Material provided:
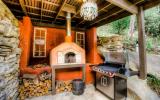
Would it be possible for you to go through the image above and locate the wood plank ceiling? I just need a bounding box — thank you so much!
[3,0,159,28]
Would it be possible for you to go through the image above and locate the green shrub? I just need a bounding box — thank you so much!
[147,74,160,96]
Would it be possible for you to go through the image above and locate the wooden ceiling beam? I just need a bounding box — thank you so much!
[33,22,86,31]
[19,0,27,15]
[62,3,76,14]
[106,0,138,14]
[86,0,144,26]
[3,0,20,6]
[16,16,52,22]
[25,5,56,13]
[77,2,112,26]
[36,0,59,6]
[53,0,67,23]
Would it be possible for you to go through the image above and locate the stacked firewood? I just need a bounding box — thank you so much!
[56,81,72,93]
[19,75,51,100]
[0,0,21,100]
[98,35,123,52]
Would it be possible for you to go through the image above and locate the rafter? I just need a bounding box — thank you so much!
[85,0,144,26]
[36,0,59,6]
[19,0,27,15]
[77,3,111,26]
[3,0,20,6]
[106,0,138,14]
[24,5,56,13]
[53,0,67,23]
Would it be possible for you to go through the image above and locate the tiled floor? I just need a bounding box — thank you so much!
[27,85,109,100]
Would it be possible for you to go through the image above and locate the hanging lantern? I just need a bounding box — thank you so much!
[80,0,98,21]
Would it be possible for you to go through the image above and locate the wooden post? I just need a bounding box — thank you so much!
[137,7,147,79]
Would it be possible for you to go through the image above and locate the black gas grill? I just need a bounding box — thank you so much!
[91,52,128,100]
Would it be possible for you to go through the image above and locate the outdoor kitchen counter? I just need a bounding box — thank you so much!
[52,64,86,95]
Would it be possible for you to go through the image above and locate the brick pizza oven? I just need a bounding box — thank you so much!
[50,13,85,66]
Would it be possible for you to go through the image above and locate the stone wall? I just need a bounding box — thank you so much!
[0,0,21,100]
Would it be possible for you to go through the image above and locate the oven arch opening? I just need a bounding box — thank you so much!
[64,52,76,63]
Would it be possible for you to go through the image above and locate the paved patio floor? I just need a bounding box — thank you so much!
[27,85,109,100]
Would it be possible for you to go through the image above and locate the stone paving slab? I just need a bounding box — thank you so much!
[27,85,109,100]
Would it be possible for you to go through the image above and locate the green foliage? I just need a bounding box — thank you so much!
[146,38,153,51]
[97,16,130,37]
[111,16,130,34]
[145,7,160,37]
[147,74,160,96]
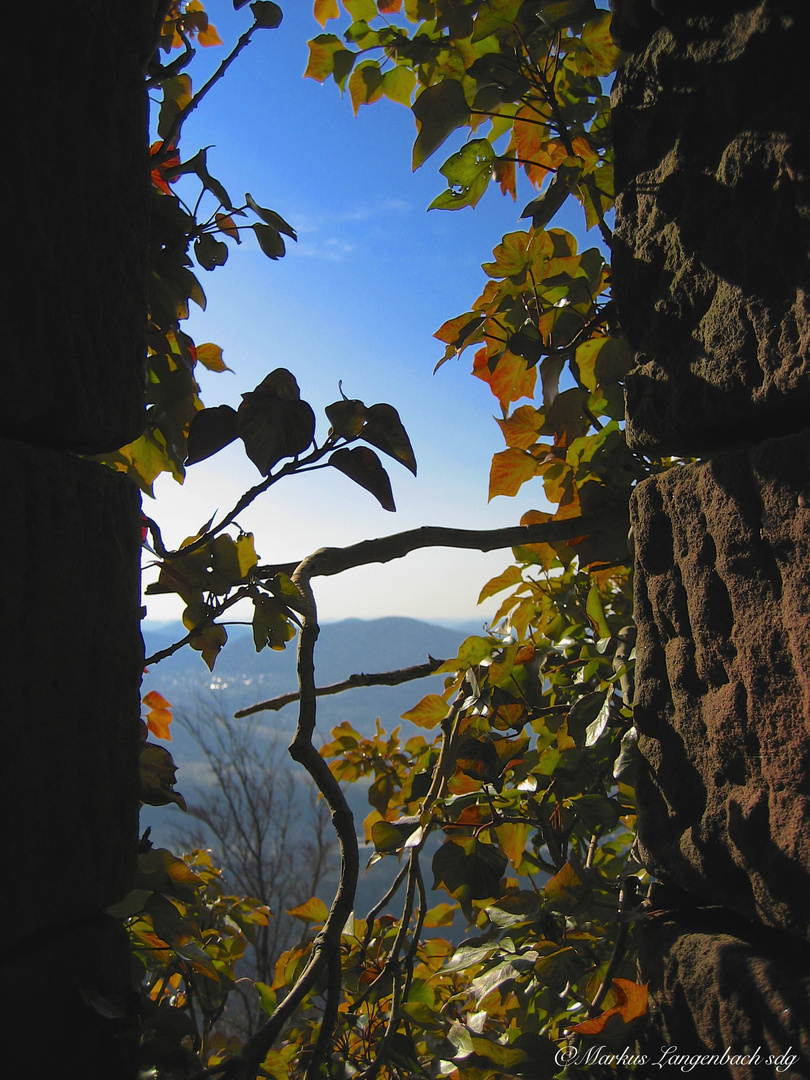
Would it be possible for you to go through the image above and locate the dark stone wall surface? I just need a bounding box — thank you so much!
[0,0,150,454]
[0,0,149,1080]
[632,431,810,942]
[639,908,810,1080]
[612,0,810,455]
[612,0,810,1062]
[0,440,144,944]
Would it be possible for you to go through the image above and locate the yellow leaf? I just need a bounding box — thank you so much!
[498,405,545,450]
[197,341,230,372]
[489,447,537,501]
[197,23,222,49]
[401,693,448,728]
[473,349,537,411]
[287,896,329,922]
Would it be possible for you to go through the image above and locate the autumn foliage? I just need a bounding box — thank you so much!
[115,0,665,1080]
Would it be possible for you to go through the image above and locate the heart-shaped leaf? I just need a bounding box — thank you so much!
[360,404,416,476]
[186,405,238,465]
[329,446,396,511]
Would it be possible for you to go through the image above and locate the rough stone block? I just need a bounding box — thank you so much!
[631,432,810,940]
[0,440,144,944]
[0,0,152,454]
[611,0,810,455]
[638,908,810,1080]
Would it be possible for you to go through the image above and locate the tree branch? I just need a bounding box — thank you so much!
[252,514,599,581]
[233,657,444,720]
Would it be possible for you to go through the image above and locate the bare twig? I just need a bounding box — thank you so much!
[252,514,599,581]
[233,657,444,719]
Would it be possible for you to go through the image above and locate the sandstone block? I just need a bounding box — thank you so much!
[0,440,144,944]
[612,0,810,455]
[639,908,810,1080]
[631,432,810,940]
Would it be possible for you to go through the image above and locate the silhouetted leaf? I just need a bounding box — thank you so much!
[186,405,238,465]
[245,191,298,240]
[329,446,396,511]
[360,404,416,476]
[257,225,286,259]
[237,367,315,476]
[251,0,284,30]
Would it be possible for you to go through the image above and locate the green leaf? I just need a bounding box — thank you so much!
[186,405,239,465]
[251,0,284,30]
[521,158,582,229]
[253,596,295,652]
[433,837,509,900]
[382,65,416,106]
[258,225,286,259]
[349,60,382,117]
[428,138,495,210]
[329,446,396,512]
[360,404,416,476]
[372,820,418,854]
[410,79,470,170]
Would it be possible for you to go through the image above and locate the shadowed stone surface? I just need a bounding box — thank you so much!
[0,440,144,945]
[0,0,151,454]
[632,432,810,940]
[639,909,810,1080]
[612,0,810,455]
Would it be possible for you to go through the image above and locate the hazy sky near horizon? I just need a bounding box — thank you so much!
[144,0,596,621]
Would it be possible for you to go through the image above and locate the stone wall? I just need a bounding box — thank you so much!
[613,0,810,1078]
[0,0,152,1080]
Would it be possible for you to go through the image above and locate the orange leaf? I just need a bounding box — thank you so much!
[144,690,172,742]
[497,405,545,450]
[473,349,537,410]
[488,447,537,501]
[287,896,329,922]
[568,978,648,1035]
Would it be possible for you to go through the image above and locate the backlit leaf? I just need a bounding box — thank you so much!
[576,11,621,77]
[329,446,396,512]
[410,79,470,170]
[401,693,449,728]
[194,341,230,372]
[428,138,495,210]
[313,0,340,26]
[349,60,382,117]
[287,896,329,922]
[360,404,416,476]
[489,447,537,500]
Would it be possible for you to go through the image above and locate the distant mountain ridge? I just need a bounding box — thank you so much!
[141,617,482,843]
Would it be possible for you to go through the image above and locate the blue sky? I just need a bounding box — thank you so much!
[146,0,596,621]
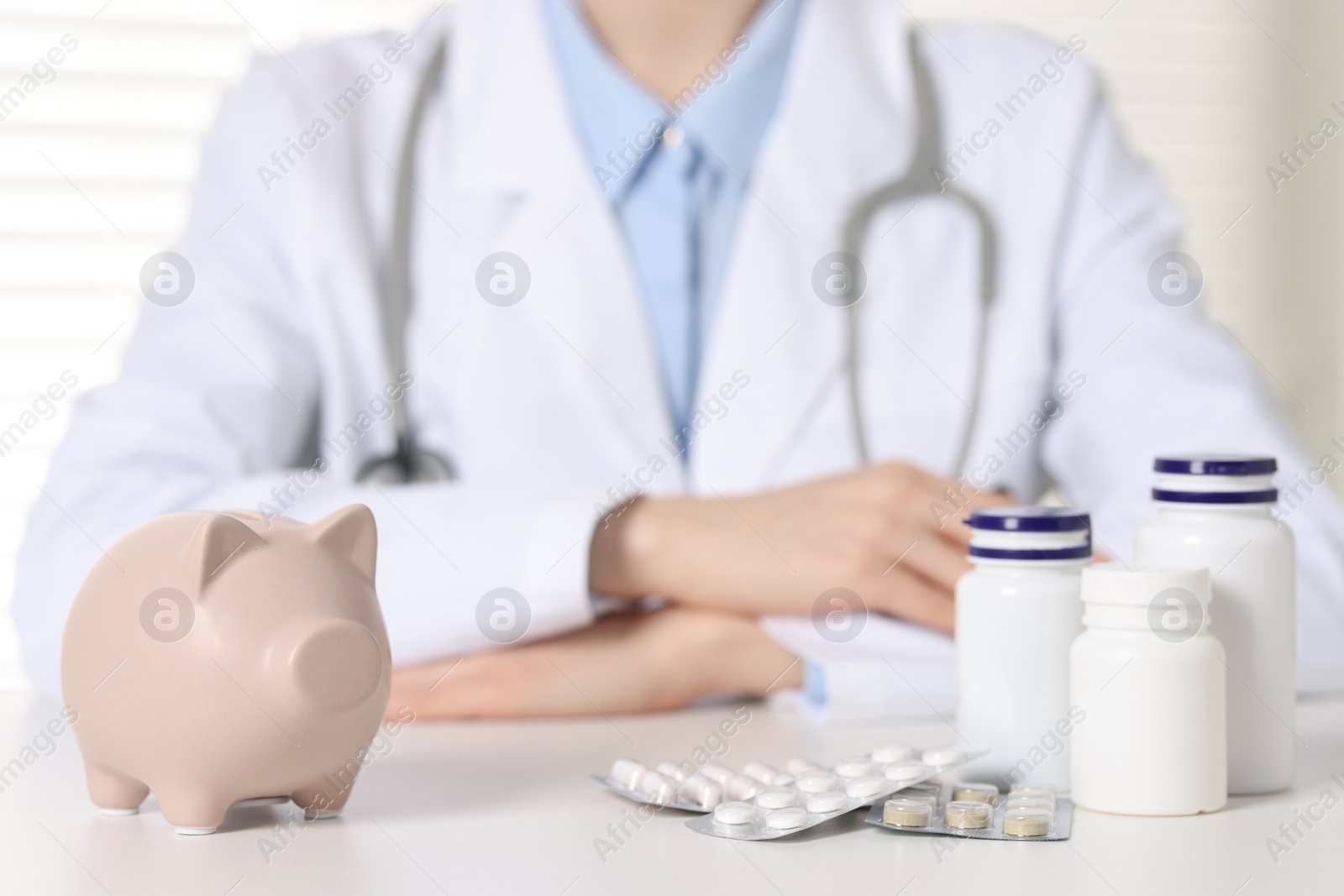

Problem description:
Locate each line in the entries that contains the word "ceiling" and copy it.

The solution:
Would it be possible for you to go through the image above and locate the wood plank ceiling? I just need a bounding box — thank you so much!
Would it be possible for you to go through the image above and locate the wooden ceiling beam? I just need a bounding box — thank you so much!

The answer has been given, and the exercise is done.